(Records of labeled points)
--- Start ---

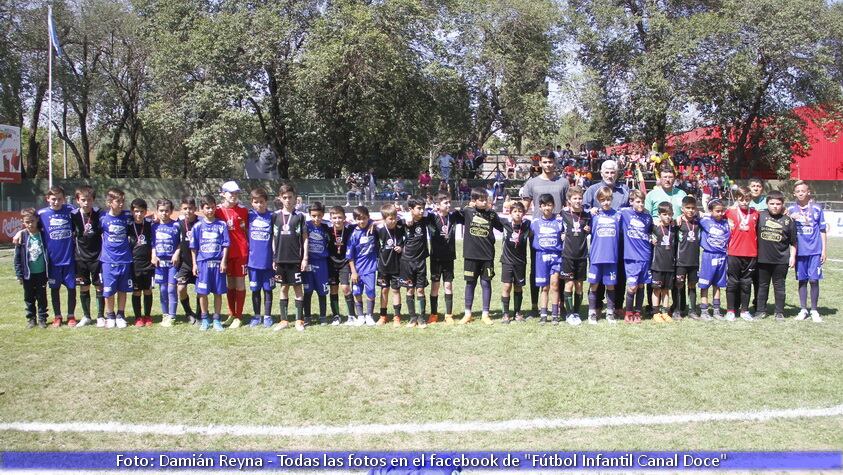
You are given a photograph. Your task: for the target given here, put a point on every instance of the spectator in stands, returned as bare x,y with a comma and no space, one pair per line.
424,182
355,189
446,162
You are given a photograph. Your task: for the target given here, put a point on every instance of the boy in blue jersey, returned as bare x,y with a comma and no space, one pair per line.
261,275
166,237
116,258
316,275
362,254
56,221
547,241
209,247
811,246
714,237
603,268
636,226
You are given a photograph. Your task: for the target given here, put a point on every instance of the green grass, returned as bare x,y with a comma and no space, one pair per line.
341,375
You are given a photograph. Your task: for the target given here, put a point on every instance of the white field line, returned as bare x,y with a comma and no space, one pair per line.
455,427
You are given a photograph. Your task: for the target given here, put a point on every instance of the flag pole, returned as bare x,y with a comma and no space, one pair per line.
50,98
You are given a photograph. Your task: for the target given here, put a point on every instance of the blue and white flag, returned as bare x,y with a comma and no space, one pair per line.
54,38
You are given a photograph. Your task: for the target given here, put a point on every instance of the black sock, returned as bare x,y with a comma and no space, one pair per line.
335,304
284,311
55,300
85,300
136,305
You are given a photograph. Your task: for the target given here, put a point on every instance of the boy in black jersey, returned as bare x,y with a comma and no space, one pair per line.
516,238
442,256
479,251
339,271
184,275
390,242
140,239
575,253
687,260
776,252
87,233
290,254
413,262
664,239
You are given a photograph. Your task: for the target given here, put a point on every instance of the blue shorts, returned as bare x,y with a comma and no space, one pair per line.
365,282
808,268
606,274
261,279
712,270
210,280
165,273
116,278
315,278
546,264
637,273
59,275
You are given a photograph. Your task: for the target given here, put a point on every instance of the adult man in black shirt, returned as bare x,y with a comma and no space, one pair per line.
776,252
442,229
87,232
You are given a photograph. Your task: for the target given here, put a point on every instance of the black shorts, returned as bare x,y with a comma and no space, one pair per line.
88,273
339,274
514,274
574,269
413,274
661,279
142,280
441,270
687,274
288,274
391,281
184,276
474,268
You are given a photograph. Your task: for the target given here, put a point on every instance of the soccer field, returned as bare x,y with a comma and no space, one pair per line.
352,377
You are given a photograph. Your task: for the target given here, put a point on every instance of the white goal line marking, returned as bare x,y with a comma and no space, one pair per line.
377,429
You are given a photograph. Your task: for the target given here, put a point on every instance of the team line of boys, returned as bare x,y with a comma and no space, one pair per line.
118,251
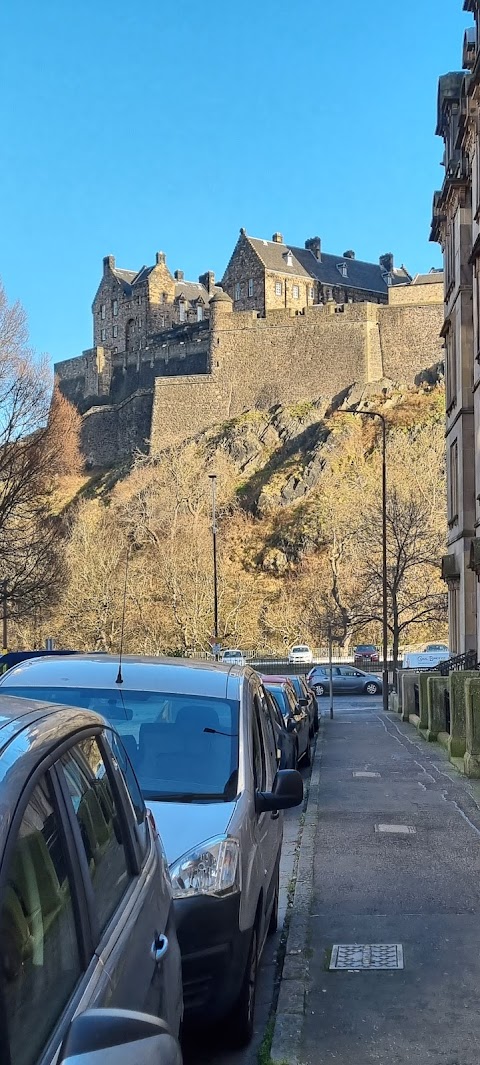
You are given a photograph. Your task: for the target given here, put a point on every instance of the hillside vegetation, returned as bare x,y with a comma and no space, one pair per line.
299,534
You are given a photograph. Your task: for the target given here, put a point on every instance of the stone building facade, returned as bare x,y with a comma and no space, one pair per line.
171,378
270,275
456,226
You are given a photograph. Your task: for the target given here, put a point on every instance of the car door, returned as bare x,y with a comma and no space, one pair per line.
275,820
47,965
127,902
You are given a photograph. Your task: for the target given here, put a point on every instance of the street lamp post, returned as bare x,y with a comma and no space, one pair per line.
376,413
213,478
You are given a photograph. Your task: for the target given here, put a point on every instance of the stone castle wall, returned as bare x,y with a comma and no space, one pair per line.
238,361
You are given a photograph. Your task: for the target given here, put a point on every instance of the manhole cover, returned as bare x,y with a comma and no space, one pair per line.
396,830
369,955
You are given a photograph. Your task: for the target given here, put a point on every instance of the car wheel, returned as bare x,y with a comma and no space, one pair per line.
241,1020
274,922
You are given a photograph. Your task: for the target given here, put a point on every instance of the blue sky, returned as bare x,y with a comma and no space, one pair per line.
129,129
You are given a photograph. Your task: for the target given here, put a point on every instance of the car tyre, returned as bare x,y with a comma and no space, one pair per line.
241,1019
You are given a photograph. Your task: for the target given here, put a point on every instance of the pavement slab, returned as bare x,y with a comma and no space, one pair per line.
420,890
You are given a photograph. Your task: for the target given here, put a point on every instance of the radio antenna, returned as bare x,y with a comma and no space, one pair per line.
119,676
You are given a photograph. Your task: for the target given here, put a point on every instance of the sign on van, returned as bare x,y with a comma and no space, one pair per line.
425,659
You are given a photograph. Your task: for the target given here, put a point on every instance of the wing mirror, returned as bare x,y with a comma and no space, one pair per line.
119,1037
287,791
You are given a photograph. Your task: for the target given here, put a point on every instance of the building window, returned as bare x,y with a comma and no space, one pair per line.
453,484
450,369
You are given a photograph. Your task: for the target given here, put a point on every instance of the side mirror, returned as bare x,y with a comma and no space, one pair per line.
119,1037
287,791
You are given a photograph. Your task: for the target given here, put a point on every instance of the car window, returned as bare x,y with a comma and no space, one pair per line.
178,744
39,961
132,786
95,807
259,754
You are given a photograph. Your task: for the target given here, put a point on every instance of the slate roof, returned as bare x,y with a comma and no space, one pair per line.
367,277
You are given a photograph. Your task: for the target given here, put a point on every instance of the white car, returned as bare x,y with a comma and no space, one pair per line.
232,656
300,654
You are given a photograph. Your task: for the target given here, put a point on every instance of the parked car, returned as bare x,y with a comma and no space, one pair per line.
86,914
346,678
307,698
296,717
300,654
366,653
286,741
203,744
233,656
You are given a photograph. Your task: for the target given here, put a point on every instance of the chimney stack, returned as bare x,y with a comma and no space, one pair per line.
314,245
208,280
386,262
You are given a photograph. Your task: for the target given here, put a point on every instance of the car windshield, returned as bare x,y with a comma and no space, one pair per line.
183,748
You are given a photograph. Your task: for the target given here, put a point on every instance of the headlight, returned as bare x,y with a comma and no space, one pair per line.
212,868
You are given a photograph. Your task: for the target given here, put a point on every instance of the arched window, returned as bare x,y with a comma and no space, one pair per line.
130,334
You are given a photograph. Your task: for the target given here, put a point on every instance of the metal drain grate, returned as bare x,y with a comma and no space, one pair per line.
369,955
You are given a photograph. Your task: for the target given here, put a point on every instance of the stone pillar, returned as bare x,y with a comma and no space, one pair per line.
436,686
457,746
423,680
472,759
408,693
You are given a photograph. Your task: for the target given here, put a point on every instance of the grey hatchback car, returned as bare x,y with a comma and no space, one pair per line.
86,915
202,741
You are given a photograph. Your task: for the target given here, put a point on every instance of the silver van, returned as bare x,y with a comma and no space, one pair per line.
201,739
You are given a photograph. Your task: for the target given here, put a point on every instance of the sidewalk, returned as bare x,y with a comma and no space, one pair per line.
359,885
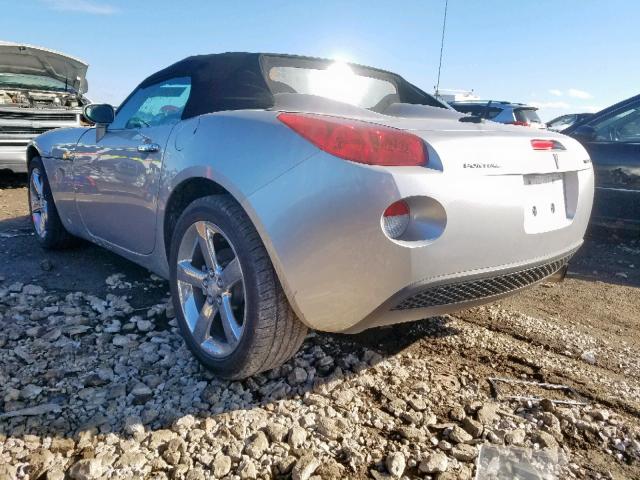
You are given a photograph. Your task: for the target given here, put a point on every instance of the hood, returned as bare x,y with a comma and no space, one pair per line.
27,59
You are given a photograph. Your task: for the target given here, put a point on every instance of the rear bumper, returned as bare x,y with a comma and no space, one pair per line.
13,157
320,223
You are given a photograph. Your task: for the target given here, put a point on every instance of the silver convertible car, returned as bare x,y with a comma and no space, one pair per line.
279,193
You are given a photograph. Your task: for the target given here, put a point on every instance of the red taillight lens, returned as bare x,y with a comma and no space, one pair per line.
539,144
358,141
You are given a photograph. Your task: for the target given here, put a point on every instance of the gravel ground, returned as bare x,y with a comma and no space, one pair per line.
95,381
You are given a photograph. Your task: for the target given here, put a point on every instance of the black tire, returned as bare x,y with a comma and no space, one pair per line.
53,235
272,333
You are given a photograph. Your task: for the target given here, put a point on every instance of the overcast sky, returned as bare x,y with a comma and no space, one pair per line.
563,56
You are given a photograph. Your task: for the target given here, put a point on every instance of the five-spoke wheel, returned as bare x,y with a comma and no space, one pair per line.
211,288
230,307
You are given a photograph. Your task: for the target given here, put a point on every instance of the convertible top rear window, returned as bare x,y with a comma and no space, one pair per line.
239,81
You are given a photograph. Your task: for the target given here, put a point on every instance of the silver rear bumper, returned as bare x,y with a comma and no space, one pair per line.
342,274
426,300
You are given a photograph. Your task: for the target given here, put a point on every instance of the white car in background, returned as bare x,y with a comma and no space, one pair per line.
40,90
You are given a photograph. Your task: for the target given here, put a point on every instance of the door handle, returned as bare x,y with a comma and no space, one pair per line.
148,147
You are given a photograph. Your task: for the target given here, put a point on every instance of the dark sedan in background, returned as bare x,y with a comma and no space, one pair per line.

--- End ---

** TASK PROMPT **
Copy out, word for word, the part of the records from the line containing "of the convertible" through the end of the records.

** RESPONSE TO THIS TASK **
You are given a photograph. Your task: for the target given here, put a point on every instance of the convertible top rear window, returned as bare x,y with a comma and no space, one pair per line.
239,81
You are given a photograph. Your task: for the target given here, put a point on every instance of the silver rear bumper, returned as bare x,y with a comma and no space, one pair per line.
342,274
426,300
You are given a photograph. Your task: for the target given here, put a point on every instance of the white car in background, returned as bare x,y with a comma and no space, one pair per line.
40,90
You are given a photograph. Your task: for the target given here, put a point on every instance of the door handle, returned as bare x,y with a comma and no space, one pair per line.
148,147
You are given a photograph. Your task: for the target given here, put a point on every instance of the dark sedan in background, returned as bare x,y with a comma and no space, one pair per line.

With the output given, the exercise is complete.